[begin Text]

On Mon, Mar 26, 2012 at 9:50 PM, Tim Starling tstarling@wikimedia.org wrote:
For commits with lots of files, Gerrit's diff interface is too broken to be useful. It does not provide a compact overview of the change which is essential for effective review.
Luckily, there are alternatives, specifically local git clients and gitweb. However, these don't work when git's change model is broken by the use of git commit --amend.
They do; it just wasn't obvious to you how to do it, but that doesn't mean it can't be done.
$ git fetch https://gerrit.wikimedia.org/r/p/analytics/udp-filters refs/changes/22/3222/3 && git branch foo FETCH_HEAD $ git fetch https://gerrit.wikimedia.org/r/p/analytics/udp-filters refs/changes/22/3222/4 && git branch bar FETCH_HEAD $ git diff foo..bar
The two 'git fetch' commands (or at least the part before the &&) can be taken from the change page in Gerrit.
For commits with a small number of files, such changes are reviewable by the use of the "patch history" table in the diff views. But when there are a large number of files, it becomes difficult to find the files which have changed, and if there are a lot of changed files, to produce a compact combined diff.
So if there are no objections, I'm going to change [[Git/Workflow]] to restrict the recommended applications of "git commit --amend", and to recommend plain "git commit" as an alternative. A plain commit seems to work just fine. It gives you a separate commit to analyse with Gerrit, gitweb and client-side tools, and it provides a link to the original change in the "dependencies" section of the change page.

[end Text]
[begin Given information]

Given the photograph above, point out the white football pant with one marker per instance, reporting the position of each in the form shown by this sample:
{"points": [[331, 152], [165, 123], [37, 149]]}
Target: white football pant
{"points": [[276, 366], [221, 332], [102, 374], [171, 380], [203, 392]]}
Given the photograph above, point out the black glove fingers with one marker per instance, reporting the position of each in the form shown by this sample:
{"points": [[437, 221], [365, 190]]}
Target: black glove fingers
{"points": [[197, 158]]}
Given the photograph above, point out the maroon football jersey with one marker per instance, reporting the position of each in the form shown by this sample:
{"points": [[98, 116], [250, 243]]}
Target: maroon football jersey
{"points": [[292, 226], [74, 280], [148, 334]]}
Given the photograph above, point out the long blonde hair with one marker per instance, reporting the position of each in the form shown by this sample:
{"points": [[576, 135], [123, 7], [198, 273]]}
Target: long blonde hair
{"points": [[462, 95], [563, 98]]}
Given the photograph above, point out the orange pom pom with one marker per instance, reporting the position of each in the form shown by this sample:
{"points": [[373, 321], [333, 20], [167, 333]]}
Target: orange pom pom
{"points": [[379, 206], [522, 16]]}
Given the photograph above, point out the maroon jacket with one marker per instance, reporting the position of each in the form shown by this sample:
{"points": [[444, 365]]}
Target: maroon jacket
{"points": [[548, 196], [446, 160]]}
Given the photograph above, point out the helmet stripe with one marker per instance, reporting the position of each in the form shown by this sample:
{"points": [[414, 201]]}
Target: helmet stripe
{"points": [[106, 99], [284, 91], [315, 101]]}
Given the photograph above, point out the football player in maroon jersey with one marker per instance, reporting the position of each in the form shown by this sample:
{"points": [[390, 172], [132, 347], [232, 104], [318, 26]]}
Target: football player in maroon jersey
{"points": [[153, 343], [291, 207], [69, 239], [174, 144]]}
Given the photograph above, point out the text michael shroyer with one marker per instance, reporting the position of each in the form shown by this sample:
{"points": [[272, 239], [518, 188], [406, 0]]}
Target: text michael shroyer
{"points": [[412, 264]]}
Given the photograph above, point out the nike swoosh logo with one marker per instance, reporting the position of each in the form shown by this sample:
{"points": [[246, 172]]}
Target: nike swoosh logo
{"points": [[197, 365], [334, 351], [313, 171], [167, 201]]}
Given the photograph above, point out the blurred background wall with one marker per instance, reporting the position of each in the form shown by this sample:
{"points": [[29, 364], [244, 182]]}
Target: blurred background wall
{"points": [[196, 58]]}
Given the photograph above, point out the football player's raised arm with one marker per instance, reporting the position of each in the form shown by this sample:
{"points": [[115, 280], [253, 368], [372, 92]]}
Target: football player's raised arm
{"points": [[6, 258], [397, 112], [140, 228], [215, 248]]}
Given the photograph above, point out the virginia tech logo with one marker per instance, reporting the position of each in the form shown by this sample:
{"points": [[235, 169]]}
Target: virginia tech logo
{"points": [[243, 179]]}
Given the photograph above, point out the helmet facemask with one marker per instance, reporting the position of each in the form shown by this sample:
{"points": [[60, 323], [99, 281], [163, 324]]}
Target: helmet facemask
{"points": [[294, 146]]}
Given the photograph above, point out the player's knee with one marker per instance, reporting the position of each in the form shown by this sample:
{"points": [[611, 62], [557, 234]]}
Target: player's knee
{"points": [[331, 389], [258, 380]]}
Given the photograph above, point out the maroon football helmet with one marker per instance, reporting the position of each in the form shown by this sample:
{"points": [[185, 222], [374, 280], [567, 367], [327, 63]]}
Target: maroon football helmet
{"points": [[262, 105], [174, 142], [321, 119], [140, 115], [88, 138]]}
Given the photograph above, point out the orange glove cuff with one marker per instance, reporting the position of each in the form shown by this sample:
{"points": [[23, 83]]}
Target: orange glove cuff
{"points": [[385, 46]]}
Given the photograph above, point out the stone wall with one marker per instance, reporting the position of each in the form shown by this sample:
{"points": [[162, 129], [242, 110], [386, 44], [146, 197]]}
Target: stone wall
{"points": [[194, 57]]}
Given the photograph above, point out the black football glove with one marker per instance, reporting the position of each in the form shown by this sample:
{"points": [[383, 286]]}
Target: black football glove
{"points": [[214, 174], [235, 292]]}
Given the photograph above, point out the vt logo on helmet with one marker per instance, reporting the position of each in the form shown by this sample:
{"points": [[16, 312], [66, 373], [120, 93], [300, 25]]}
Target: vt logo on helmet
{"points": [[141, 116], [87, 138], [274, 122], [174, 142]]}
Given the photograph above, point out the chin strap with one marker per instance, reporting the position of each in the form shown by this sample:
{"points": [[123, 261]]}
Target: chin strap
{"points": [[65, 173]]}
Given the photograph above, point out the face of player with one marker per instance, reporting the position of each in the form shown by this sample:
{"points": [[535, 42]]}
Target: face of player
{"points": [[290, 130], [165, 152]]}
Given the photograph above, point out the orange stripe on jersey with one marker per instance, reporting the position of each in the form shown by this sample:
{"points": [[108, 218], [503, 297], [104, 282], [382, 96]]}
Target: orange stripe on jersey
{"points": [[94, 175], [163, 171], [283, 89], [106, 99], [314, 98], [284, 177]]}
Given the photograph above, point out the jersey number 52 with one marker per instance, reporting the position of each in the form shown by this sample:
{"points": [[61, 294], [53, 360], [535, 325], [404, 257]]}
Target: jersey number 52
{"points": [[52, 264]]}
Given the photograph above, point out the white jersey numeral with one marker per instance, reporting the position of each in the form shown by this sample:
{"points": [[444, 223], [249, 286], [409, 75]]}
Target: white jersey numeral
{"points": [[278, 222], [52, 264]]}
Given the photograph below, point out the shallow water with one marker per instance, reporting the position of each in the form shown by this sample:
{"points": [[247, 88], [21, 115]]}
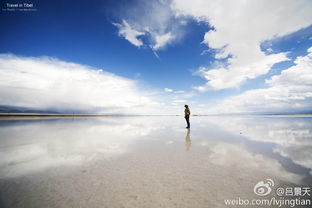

[end Given information]

Stated problem 1: Show each line of the listing that contains the word "facemask".
Stated problem 2: Take the email about reviewing Gerrit changes further, picking up right after its final sentence.

Output 1:
Given the photograph above, point out the helmet facemask with one marker per instance, reporting the position of each in the form shown by this sample:
Target: helmet facemask

Output 2:
I have mixed feelings towards this. One time at the office, over lunch, I was bitching about how Gerrit used amends instead of real branches, and after discussing this for 15 minutes we felt like we'd just reverse-engineered the Gerrit developers' decision process (RobLa: "I think we just figured out why the Gerrit people did it this way.")
There are several advantages to using Gerrit the way it's meant to be used (with amends rather than followup commits): * Review comments of one logical change are centralized, rather than being scattered across multiple changes (this is what I said I'd do differently if I was writing a code review system now) * Conflicts must be resolved by rebasing the conflicted topic branch onto the HEAD of master, so there aren't any merge commits containing conflict resolutions unless you deliberately create them (and someone else approves them). I imagine I'd be quite annoyed/confused if I was using git bisect to track down a bug and it blamed a complex merge commit that had conflicts * Every commit that ends up being merged into master is "clean", in that it's been approved and passes the tests. This is the entire point of continuous integration / pre-commit review / gated trunk / etc., and it's a major advantage because: ** you can rewind master to any point in history and it'll be in a sane state ** you can start a branch (including a deployment branch) off any point in master and be confident that that's a reasonably sane branch point ** if you find subtle breakage later, you can use git bisect on master to find out where it broke, and there will not be any botched intermediate states confusing bisect (e.g. if there's a commit somewhere that breaks half the code and you merge it in together with a followup commit that fixes it, bisect might find that commit and wrongly blame it for the breakage you're looking for; this probability increases as merged-in feature branches get longer)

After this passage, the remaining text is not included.